- [WHAT NEEDS TO BE DONE] Although the entries contain pictures, copy only their text, exactly as written.

(Dataset entries)
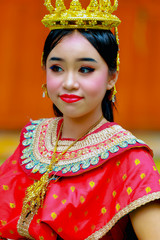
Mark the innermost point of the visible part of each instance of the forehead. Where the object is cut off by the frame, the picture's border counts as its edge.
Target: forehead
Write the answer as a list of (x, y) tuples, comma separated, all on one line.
[(75, 44)]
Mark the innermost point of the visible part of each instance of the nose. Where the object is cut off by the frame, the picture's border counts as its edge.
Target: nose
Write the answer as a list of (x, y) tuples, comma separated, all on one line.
[(70, 82)]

- [SOLVED EXERCISE]
Mark the innermost point of the visible part of each instance of the forehead. Where the object is cut off by the frame, the picture's border counts as its edge.
Target: forehead
Write the answer as a list of (x, y) tuples, comma separated, all on one line.
[(75, 44)]
Mark the innermost point of the visible part of each instance of the nose. Where the object is cut off by the frame, the picture's border counts as its edge.
Target: nose
Write the answer as a list of (x, y) tuples, comma separated, all on one line.
[(70, 82)]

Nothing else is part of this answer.